Task details :: Rewrite the records from the line with "Isolate any visible blue patterned dress." to the line with "0 0 768 431" as a two-column CSV with columns named instruction and bbox, one row per record. Put each record's text under instruction and its answer under bbox, each as a single quoted field with line breaks replaced by spaces.

Material supplied ::
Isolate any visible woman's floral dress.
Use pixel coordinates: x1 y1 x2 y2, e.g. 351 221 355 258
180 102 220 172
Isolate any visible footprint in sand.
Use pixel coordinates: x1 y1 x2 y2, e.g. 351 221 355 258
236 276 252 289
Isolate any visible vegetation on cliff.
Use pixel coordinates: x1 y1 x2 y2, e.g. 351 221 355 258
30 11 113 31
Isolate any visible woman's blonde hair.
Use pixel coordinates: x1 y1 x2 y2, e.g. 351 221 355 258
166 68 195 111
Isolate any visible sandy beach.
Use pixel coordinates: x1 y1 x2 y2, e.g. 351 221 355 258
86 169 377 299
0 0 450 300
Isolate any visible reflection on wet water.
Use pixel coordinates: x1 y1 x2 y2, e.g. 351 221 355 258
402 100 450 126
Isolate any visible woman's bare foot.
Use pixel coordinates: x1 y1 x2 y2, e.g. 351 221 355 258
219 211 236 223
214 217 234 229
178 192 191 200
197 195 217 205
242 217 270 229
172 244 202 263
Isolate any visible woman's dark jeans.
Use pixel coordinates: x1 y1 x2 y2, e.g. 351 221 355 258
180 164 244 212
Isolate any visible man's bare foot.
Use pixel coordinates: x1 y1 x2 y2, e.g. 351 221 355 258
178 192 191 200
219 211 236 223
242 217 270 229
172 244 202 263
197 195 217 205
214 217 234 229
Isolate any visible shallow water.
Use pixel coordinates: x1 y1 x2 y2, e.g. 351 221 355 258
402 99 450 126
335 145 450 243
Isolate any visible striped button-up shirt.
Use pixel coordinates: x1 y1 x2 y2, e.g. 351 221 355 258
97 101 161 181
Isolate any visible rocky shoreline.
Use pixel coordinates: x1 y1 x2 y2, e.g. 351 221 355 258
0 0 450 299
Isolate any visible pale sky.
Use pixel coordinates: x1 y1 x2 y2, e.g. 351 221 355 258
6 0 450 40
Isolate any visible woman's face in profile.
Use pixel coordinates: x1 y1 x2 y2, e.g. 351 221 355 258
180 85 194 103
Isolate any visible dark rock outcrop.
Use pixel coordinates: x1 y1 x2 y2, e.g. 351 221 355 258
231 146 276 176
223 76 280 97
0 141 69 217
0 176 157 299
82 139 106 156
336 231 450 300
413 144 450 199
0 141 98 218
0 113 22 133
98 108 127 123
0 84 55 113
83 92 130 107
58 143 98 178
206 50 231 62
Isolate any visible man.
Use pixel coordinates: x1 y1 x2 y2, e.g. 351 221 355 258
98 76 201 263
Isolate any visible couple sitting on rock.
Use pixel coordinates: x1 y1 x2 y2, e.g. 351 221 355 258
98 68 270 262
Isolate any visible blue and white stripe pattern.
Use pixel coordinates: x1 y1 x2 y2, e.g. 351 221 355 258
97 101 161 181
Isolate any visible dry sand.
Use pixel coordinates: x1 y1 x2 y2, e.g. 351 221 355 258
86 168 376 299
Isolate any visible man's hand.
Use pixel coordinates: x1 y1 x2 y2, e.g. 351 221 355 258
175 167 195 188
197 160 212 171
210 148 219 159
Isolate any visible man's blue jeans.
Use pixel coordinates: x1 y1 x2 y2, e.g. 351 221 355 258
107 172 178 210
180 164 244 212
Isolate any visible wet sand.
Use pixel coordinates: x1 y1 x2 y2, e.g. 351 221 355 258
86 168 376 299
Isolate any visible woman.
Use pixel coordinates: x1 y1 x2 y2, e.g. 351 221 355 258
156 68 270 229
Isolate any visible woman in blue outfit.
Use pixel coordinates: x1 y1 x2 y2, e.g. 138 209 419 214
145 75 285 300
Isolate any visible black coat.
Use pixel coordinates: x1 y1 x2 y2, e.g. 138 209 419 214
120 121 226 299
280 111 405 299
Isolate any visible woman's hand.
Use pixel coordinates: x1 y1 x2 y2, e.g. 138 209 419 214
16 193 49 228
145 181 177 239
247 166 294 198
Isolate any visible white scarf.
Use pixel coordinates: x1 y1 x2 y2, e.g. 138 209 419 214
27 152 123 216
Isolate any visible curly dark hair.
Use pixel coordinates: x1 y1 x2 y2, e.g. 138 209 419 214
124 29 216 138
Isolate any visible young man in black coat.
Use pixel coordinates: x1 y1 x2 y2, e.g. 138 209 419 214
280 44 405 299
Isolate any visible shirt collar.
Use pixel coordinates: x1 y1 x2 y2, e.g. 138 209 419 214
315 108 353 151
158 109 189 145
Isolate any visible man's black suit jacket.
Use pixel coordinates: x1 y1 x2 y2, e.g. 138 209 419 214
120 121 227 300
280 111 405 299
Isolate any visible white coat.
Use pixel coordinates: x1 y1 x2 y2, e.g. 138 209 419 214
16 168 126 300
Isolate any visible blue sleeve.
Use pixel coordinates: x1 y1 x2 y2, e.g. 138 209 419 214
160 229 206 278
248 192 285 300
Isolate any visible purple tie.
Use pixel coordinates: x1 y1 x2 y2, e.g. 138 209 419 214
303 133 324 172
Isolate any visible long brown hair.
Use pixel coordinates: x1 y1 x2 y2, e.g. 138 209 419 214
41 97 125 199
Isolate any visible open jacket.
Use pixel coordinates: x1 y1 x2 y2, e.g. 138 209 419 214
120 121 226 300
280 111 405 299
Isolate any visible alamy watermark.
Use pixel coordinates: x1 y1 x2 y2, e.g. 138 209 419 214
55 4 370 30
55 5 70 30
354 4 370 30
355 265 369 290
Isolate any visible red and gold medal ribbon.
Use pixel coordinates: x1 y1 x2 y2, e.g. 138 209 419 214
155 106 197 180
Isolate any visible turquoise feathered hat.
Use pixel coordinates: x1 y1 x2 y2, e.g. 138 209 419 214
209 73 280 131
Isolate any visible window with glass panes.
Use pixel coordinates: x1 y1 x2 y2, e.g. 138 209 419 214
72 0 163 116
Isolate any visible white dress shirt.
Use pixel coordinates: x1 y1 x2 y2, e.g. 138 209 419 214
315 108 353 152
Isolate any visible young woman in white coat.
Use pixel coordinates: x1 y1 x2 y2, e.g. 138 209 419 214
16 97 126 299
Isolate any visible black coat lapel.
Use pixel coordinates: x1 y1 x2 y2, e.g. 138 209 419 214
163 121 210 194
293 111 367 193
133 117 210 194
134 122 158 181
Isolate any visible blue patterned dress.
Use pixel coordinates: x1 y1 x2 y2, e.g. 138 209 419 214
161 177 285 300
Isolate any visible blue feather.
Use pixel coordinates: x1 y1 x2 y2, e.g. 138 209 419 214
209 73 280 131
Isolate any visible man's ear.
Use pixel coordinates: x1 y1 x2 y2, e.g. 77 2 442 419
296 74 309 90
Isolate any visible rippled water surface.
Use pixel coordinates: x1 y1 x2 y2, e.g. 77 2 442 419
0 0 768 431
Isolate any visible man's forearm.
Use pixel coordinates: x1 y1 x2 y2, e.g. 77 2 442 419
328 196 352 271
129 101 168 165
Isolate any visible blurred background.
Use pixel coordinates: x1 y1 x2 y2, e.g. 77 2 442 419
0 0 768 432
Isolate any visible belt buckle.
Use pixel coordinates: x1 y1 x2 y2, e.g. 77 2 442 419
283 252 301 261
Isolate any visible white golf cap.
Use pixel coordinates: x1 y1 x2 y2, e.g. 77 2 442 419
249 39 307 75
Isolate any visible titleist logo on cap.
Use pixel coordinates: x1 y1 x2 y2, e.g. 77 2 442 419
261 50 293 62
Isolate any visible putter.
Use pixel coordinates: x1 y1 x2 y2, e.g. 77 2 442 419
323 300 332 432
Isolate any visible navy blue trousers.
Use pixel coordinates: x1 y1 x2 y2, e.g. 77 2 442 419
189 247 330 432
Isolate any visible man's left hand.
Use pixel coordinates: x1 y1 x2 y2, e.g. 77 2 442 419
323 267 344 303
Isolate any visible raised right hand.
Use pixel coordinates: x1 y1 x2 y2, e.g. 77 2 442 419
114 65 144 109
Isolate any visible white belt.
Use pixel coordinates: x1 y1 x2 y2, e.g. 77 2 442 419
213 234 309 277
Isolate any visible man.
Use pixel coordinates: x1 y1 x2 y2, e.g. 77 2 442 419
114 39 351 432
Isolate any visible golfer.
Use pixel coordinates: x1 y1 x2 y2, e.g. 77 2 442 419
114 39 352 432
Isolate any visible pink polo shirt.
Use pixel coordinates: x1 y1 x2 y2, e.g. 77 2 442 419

Written solution ::
instruction,bbox
"Isolate any visible blue patterned dress. Use pixel coordinates: x1 y1 x2 y2, e.g. 138 209 419 214","161 177 285 300"
"Isolate any visible blue feather. Use pixel coordinates: x1 y1 x2 y2, e.g. 138 209 419 214","209 73 280 131"
"Isolate any visible man's ear. Use pixel coordinates: x1 y1 x2 y2, e.g. 77 2 442 419","296 74 309 90"
"Isolate any visible rippled water surface. Use pixel coordinates: x1 y1 x2 y2, e.g. 77 2 442 419","0 0 768 431"